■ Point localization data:
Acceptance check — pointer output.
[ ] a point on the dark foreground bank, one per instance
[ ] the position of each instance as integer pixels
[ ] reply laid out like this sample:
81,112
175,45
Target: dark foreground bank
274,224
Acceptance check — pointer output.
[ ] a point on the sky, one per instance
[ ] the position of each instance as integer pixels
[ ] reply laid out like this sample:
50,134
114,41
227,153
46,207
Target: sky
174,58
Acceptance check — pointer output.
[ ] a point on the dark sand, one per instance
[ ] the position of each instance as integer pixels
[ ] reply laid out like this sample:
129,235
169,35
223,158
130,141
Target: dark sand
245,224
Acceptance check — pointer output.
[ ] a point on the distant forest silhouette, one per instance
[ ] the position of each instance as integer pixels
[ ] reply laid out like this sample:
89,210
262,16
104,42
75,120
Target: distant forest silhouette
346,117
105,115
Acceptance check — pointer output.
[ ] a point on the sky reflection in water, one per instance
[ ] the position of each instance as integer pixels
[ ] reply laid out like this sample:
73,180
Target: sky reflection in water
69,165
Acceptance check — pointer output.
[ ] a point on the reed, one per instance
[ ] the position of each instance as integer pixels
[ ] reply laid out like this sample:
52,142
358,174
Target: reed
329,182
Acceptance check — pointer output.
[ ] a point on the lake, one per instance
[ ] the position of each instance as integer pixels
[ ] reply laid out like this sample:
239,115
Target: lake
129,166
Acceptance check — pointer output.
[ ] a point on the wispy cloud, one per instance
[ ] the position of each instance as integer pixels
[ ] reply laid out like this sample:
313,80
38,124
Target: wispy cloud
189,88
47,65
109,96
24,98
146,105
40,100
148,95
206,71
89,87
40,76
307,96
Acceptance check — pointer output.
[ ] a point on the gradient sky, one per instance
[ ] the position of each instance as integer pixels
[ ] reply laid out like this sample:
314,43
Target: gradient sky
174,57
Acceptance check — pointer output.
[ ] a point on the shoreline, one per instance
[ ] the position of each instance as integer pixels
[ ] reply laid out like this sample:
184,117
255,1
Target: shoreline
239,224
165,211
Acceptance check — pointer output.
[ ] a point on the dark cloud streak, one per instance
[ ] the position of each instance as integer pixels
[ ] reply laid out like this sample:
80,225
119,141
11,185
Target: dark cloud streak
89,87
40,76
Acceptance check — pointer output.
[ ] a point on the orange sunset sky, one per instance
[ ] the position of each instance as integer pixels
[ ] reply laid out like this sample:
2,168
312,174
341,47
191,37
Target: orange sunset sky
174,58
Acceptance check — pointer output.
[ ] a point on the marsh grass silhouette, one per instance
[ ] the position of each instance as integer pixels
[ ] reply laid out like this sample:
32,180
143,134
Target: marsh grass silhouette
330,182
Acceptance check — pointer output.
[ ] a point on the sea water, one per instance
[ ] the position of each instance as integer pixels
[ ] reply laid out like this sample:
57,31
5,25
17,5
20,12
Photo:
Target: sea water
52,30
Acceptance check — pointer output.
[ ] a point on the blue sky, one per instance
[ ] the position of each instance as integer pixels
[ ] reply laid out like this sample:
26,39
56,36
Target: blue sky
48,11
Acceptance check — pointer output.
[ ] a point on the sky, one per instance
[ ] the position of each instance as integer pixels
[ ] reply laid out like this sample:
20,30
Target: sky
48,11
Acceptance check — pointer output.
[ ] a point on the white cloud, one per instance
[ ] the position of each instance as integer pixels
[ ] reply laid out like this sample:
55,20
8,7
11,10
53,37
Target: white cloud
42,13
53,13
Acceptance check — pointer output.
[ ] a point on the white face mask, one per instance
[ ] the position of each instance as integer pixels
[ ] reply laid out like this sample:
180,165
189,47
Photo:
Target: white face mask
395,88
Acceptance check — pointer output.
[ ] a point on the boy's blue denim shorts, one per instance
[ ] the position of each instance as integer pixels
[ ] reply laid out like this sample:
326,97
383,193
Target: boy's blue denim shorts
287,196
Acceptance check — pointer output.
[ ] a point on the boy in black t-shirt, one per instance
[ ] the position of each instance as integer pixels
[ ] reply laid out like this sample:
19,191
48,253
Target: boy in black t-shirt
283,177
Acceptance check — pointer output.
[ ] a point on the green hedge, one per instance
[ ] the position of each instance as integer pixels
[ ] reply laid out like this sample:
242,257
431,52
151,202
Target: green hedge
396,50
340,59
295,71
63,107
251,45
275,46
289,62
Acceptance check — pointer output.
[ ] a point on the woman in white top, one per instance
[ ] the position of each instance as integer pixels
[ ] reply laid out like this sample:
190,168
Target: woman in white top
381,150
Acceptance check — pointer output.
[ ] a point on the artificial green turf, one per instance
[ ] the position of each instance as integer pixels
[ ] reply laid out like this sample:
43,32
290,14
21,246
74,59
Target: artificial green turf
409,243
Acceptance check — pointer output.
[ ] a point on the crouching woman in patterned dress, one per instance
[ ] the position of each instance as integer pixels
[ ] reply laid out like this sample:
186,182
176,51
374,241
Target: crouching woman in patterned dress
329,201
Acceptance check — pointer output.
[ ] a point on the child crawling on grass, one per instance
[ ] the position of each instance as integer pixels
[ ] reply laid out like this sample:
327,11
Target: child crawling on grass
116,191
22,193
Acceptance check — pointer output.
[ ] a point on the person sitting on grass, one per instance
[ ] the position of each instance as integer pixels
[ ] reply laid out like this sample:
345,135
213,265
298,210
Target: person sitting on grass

--

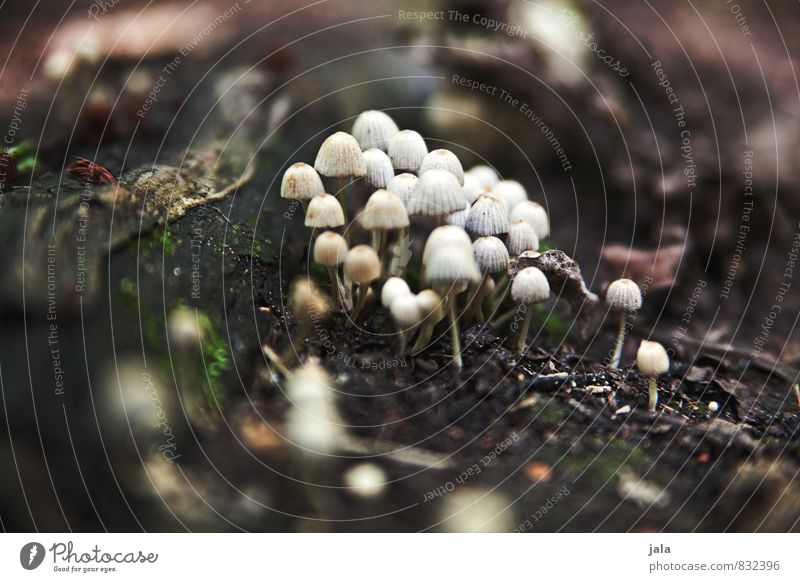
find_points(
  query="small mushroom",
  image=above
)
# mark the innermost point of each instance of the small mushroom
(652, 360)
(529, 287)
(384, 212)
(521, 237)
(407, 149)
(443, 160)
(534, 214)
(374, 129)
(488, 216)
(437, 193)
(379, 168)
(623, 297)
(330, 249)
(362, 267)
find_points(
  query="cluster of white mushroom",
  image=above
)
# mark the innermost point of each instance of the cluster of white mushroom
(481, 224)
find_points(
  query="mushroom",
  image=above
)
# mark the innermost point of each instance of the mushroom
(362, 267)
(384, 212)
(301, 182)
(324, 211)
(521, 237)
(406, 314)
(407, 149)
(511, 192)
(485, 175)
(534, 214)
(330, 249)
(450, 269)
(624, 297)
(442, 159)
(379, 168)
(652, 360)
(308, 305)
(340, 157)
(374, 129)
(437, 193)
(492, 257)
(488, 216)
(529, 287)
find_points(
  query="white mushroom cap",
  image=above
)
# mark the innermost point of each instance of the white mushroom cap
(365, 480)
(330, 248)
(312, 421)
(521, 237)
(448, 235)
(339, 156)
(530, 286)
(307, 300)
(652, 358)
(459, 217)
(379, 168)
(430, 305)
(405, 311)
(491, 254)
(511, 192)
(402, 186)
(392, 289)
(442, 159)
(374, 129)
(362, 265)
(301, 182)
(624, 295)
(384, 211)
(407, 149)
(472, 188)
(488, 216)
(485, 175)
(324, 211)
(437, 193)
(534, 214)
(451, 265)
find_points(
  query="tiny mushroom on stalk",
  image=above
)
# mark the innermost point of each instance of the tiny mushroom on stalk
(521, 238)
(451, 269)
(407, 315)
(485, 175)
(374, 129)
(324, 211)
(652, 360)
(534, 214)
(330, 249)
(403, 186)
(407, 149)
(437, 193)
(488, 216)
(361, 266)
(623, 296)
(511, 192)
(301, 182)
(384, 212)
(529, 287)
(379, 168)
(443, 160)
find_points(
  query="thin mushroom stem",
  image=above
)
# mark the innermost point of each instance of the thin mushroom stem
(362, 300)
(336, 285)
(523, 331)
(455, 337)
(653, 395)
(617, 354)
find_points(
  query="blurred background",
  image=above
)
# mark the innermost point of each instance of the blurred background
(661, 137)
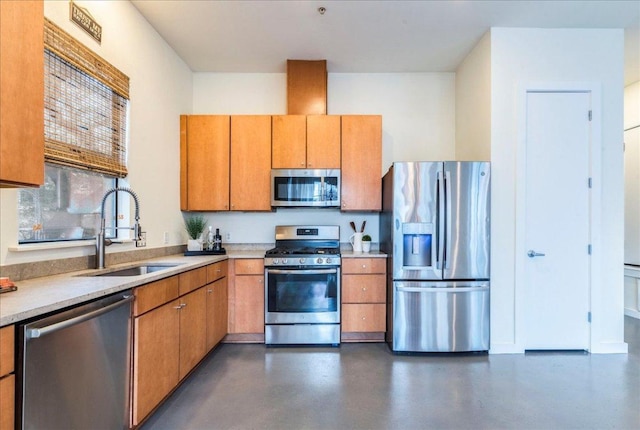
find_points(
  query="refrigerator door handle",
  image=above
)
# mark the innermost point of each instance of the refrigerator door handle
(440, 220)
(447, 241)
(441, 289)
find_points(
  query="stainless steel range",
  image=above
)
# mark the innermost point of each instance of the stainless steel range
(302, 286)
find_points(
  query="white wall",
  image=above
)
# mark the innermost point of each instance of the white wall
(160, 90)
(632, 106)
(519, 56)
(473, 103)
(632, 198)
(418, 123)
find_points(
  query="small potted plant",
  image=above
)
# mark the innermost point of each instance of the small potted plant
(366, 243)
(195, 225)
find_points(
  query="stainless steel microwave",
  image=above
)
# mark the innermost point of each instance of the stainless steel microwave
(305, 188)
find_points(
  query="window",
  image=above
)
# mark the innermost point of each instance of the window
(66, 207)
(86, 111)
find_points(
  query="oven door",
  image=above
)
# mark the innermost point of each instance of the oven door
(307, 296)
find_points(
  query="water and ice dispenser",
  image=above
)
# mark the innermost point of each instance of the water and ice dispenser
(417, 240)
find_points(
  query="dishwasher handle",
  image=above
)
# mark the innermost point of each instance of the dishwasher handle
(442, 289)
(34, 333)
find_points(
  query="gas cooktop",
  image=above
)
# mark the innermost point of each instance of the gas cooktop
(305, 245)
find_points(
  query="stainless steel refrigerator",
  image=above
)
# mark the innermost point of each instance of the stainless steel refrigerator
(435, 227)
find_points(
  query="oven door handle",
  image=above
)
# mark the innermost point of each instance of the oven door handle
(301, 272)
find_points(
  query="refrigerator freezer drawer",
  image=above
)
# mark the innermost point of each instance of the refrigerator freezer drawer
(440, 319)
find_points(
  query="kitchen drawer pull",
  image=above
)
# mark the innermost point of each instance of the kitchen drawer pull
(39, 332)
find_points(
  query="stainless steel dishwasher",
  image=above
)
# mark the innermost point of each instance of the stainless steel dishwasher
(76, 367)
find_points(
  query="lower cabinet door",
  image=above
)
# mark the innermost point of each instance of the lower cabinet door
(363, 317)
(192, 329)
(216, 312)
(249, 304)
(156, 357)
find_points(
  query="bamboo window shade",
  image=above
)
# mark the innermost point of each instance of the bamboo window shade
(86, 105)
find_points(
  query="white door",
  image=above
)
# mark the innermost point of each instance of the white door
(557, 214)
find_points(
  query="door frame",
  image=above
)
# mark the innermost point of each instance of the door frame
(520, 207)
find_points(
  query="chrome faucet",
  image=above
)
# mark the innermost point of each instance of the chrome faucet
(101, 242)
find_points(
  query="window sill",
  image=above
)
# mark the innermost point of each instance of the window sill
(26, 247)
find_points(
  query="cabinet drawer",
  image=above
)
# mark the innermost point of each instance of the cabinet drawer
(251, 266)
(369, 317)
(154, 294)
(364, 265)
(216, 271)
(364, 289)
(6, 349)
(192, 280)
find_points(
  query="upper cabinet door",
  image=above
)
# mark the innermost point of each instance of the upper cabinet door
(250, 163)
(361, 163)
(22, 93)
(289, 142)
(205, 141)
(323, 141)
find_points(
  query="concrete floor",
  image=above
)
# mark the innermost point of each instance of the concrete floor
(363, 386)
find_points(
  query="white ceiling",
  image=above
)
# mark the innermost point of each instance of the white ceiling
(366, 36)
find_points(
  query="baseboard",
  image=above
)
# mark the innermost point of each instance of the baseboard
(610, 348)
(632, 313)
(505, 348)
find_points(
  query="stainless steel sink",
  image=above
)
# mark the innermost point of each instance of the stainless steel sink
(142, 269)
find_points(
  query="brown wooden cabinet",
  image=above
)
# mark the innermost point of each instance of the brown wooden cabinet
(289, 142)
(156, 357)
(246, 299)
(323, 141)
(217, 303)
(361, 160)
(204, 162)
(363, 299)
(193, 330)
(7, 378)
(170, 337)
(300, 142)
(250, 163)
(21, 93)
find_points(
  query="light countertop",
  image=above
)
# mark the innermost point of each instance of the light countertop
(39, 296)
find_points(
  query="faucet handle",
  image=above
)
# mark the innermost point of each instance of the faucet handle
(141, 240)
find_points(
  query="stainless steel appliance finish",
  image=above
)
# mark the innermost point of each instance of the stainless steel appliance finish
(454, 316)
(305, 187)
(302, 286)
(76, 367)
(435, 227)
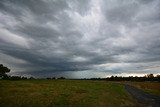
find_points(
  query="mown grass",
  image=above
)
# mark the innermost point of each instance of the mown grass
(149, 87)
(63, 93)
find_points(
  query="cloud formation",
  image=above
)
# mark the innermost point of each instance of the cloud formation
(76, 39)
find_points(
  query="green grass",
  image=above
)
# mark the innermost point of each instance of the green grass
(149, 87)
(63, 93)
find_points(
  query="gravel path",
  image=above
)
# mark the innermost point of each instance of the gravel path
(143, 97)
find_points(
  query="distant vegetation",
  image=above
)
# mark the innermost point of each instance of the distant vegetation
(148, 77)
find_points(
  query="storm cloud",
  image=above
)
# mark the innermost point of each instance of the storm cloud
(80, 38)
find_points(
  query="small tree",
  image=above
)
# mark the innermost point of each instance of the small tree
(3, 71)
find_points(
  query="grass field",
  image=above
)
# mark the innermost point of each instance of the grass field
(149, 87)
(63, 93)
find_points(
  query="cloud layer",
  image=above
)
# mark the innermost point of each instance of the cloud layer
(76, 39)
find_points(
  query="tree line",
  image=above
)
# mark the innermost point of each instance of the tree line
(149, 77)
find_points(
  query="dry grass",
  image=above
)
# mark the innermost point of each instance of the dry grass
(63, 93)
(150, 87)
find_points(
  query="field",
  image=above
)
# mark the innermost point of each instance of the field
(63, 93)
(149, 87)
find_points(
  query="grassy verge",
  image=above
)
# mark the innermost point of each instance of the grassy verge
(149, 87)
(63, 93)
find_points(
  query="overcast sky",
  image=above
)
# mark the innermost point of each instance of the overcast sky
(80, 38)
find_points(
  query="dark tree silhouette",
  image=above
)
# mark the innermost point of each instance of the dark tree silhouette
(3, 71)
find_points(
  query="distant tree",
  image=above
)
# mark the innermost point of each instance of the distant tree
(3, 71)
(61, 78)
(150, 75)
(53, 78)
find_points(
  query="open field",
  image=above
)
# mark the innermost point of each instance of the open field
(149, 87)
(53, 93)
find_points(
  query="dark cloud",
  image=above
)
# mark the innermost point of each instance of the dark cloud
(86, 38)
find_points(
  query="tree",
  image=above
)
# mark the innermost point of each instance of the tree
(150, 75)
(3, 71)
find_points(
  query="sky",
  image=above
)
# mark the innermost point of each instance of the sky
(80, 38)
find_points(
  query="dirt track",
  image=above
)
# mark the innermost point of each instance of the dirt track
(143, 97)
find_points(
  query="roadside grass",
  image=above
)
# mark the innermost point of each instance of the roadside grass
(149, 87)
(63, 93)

■ Your objective:
In the entries above, find every line holding the word "sitting" and copy it out.

■ Solved exercise:
[ ] a point on the person sitting on grass, one per instance
Target: person sitting on grass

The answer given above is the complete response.